[[ DATA FOR THIS EXERCISE, beginning ]]

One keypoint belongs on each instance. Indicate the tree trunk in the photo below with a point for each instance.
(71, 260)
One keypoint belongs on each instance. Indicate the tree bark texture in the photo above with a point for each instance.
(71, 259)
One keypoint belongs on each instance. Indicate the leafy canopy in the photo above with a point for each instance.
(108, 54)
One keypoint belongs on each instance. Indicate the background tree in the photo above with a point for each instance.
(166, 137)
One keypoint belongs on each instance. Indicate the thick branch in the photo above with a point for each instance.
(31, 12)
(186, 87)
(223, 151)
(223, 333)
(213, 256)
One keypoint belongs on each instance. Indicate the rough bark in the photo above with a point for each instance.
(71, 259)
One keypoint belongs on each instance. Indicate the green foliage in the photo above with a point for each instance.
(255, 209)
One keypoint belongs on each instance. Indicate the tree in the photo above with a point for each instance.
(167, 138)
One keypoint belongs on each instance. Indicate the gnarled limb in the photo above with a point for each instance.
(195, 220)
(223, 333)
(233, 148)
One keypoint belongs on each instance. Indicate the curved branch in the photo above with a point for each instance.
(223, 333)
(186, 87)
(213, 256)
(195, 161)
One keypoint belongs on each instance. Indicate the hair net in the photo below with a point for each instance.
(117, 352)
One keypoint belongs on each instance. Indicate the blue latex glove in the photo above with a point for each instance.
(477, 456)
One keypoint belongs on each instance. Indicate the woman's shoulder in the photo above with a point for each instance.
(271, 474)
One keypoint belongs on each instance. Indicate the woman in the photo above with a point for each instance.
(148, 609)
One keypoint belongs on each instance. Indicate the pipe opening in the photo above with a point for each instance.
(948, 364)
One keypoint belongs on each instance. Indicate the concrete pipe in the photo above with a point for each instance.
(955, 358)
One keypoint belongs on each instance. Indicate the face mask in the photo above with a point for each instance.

[[ DATA FOR THIS EXERCISE, end ]]

AIM OF THE TASK
Reprint the entire listing exactly.

SOLVED PROBLEM
One keypoint belongs on each instance. Indicate the tree trunk in the photo below with a point for each instance.
(71, 260)
One keypoint belongs on each instance. Indicate the tree bark texture in the photo above with a point for each instance.
(71, 259)
One keypoint belongs on each instance. Indicate the leafy canopy in the photo above with a point for each instance.
(108, 54)
One keypoint belongs on each instance. Indicate the background tree in the photo above with a point for each instance.
(166, 137)
One keypoint belongs on each instance. Indicate the thick branch in the photo above with a point for each instance.
(31, 12)
(186, 87)
(223, 151)
(223, 333)
(213, 256)
One keypoint belongs on each instance. Indicate the rough bark in the photo above with a point for each instance.
(71, 259)
One keypoint belongs on each instance. Indicate the green foliage in the photo above with a point for each instance.
(255, 209)
One keypoint belongs on each instance. Indicate the tree in the photo above with a point for each instance.
(167, 138)
One keypoint belongs on each instance. Indicate the gnarled limb in the photo above with a point for each instance.
(195, 220)
(223, 333)
(233, 148)
One keypoint belongs on each instance. Indicate the curved branch in the photo above with a point for each instance.
(223, 333)
(186, 87)
(213, 256)
(195, 161)
One keypoint belongs on each instance. Indicate the hair net in the photo below with a point for each instance.
(117, 352)
One keypoint belongs on each instance. Indicate the blue latex glove in the photo above with a point for each instance.
(477, 456)
One keypoint belongs on each instance. Indicate the woman's shoulder in the photo above with a point for each instance.
(271, 474)
One keypoint belongs on each instance. Indicate the woman in the photo above with a point for each instance.
(148, 609)
One keypoint belongs on each instance. Indicate the pipe opening in the photo above with a point for each instance.
(948, 364)
One keypoint belongs on each instance. Indicate the concrete pipe in the photo above with a point for each instance.
(955, 358)
One keypoint belongs on each instance. Indicate the face mask in the photo above with a point for each instance.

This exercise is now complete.